## What you should do
Rename "self-closing" to "self-terminating" in the records, starting at the line containing "target: white trim" and stopping after the line containing "211 41 L 208". Reproduce only those lines, with nothing else altered.

(Mask labeling records)
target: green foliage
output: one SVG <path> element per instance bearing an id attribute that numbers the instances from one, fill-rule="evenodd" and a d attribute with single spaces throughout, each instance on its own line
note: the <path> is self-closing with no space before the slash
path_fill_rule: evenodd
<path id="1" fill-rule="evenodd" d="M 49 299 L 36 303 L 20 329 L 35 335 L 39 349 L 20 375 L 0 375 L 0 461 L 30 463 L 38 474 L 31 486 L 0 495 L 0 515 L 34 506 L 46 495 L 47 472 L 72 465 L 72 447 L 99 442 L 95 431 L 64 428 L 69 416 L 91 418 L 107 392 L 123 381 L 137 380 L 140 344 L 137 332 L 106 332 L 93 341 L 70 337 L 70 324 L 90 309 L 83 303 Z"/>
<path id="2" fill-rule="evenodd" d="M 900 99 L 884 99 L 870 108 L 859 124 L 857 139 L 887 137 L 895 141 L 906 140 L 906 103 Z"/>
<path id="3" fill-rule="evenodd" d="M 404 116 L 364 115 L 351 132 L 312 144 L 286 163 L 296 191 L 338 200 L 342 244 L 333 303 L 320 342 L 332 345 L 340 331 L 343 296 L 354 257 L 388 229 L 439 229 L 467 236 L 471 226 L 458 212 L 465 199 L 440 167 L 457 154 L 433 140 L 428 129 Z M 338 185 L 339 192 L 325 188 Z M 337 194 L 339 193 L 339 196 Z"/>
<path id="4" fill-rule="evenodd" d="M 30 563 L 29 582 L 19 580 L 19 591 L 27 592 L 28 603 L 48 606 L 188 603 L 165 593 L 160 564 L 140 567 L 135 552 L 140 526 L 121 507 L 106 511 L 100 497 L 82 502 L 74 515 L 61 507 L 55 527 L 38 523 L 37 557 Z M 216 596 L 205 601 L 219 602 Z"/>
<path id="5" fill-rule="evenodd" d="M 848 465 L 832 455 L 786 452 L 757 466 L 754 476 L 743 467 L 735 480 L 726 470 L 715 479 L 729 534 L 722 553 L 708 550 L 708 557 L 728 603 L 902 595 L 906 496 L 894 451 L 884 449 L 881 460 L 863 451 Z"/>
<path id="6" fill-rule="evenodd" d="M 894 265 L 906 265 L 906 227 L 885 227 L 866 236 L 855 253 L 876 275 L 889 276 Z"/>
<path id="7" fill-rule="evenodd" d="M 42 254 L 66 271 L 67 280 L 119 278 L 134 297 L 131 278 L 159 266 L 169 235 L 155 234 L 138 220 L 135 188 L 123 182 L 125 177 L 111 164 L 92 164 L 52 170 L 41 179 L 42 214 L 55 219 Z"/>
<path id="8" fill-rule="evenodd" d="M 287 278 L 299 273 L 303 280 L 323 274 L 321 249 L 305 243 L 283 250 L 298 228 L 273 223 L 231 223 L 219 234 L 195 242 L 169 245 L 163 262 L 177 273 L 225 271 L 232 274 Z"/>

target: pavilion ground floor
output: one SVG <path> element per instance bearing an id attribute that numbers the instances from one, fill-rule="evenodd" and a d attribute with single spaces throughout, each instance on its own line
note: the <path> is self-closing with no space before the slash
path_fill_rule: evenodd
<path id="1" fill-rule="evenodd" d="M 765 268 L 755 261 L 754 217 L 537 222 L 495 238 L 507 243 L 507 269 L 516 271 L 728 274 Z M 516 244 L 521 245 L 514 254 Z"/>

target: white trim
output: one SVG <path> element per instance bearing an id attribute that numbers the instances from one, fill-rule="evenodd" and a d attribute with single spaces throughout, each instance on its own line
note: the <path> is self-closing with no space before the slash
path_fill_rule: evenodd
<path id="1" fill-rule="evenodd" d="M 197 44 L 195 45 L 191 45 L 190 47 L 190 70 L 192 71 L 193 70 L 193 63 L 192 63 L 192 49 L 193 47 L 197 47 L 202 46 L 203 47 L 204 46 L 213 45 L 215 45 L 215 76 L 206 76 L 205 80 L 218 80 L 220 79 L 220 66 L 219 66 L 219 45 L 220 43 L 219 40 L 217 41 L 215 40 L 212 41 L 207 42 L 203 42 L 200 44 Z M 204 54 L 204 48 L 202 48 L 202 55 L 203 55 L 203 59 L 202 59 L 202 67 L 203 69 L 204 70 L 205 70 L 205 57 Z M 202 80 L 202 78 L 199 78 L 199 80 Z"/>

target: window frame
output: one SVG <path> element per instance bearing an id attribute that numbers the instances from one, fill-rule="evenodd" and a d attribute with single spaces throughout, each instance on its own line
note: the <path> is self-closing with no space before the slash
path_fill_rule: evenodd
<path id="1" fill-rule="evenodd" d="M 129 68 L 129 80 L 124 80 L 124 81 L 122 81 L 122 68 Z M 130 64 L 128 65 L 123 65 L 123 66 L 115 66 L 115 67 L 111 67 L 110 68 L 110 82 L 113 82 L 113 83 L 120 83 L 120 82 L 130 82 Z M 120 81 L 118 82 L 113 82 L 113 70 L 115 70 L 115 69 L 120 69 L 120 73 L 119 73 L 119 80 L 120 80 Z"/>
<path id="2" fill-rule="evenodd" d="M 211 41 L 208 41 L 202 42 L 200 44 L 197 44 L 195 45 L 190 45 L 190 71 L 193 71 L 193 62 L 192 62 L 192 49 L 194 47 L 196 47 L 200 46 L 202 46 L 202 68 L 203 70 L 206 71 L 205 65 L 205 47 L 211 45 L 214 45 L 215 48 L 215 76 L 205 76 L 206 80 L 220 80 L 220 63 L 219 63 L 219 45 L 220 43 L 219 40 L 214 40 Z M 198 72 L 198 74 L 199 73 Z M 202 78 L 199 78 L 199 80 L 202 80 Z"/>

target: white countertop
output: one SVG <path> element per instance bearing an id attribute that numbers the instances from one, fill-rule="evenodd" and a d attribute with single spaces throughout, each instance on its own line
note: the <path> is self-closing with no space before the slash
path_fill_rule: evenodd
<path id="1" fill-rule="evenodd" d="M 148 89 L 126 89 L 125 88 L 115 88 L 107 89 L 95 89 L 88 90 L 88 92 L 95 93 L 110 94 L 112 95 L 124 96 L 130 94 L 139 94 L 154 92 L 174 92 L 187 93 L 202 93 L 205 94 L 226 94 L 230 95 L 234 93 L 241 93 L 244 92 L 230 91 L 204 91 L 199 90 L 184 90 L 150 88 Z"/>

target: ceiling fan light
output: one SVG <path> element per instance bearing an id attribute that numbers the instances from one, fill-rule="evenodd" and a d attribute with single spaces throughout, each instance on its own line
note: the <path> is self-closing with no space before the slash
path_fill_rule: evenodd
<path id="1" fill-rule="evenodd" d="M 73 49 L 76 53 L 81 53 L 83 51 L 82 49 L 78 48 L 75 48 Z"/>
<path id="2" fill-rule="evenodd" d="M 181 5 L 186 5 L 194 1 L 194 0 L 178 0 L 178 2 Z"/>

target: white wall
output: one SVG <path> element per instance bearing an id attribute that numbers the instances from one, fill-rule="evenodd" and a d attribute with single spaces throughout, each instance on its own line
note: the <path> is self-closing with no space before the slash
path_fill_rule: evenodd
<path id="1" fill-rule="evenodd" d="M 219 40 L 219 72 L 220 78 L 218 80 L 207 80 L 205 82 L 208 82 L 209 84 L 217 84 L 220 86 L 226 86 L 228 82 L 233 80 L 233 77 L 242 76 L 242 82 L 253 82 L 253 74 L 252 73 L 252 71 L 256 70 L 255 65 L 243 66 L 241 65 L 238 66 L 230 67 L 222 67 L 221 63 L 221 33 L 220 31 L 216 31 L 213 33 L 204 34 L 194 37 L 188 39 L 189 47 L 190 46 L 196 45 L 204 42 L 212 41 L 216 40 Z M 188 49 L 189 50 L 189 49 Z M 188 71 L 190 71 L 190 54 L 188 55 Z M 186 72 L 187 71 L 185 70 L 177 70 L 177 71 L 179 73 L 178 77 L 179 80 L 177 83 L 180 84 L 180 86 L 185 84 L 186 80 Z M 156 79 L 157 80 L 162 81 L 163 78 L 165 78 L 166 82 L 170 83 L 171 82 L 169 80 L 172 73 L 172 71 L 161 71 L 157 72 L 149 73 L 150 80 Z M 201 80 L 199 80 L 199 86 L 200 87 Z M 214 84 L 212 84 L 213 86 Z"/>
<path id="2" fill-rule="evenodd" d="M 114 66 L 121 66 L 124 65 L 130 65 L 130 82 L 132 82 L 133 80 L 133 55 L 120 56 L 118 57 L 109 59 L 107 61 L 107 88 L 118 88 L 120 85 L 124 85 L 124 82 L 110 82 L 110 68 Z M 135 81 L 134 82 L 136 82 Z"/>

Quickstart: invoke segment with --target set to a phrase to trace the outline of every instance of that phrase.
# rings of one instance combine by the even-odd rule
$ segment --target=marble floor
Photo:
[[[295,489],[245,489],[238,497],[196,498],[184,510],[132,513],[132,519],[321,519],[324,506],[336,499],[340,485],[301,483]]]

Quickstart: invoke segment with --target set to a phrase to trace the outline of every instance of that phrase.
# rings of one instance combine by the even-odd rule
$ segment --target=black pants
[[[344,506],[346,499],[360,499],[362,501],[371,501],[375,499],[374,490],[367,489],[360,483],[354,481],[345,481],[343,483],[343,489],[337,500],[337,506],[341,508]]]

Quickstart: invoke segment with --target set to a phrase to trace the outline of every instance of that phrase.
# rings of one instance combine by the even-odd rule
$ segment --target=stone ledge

## Full solution
target: white trim
output: one SVG <path> element per instance bearing an id attribute that numbers the instances from one, fill-rule="evenodd" and a d attribute with single spaces throughout, each instance on its own line
note: the <path> is self-terminating with no space before the slash
path_fill_rule: evenodd
<path id="1" fill-rule="evenodd" d="M 197 44 L 195 45 L 191 45 L 190 47 L 190 70 L 192 71 L 193 70 L 193 63 L 192 63 L 192 49 L 193 47 L 197 47 L 202 46 L 203 47 L 204 46 L 213 45 L 215 45 L 215 76 L 206 76 L 205 80 L 218 80 L 220 79 L 220 66 L 219 66 L 219 45 L 220 43 L 219 40 L 217 41 L 215 40 L 212 41 L 207 42 L 203 42 L 200 44 Z M 204 54 L 204 48 L 202 48 L 202 55 L 203 55 L 203 59 L 202 59 L 202 67 L 203 69 L 204 70 L 205 70 L 205 57 Z M 202 80 L 202 78 L 199 78 L 199 80 Z"/>

target: window frame
output: one SVG <path> element per instance bearing an id attribute that numbers the instances from one, fill-rule="evenodd" and a d attribute with single spaces throughout, each instance on its own line
note: the <path> is self-terminating with no space before the slash
path_fill_rule: evenodd
<path id="1" fill-rule="evenodd" d="M 129 68 L 129 80 L 124 80 L 124 81 L 122 81 L 122 68 Z M 130 64 L 128 65 L 123 65 L 123 66 L 115 66 L 115 67 L 111 67 L 110 68 L 110 82 L 113 82 L 113 83 L 120 83 L 120 82 L 130 82 Z M 120 81 L 118 82 L 113 82 L 113 70 L 115 70 L 115 69 L 120 69 L 120 73 L 119 73 L 119 80 L 120 80 Z"/>
<path id="2" fill-rule="evenodd" d="M 211 41 L 208 41 L 202 42 L 200 44 L 197 44 L 195 45 L 190 45 L 190 71 L 193 71 L 193 62 L 192 62 L 192 49 L 194 47 L 196 47 L 200 46 L 202 46 L 202 68 L 203 70 L 206 71 L 205 65 L 205 47 L 211 45 L 214 45 L 215 48 L 215 76 L 205 76 L 206 80 L 220 80 L 220 63 L 219 63 L 219 45 L 220 43 L 219 40 L 214 40 Z M 198 72 L 198 74 L 199 73 Z M 202 78 L 199 78 L 199 80 L 202 80 Z"/>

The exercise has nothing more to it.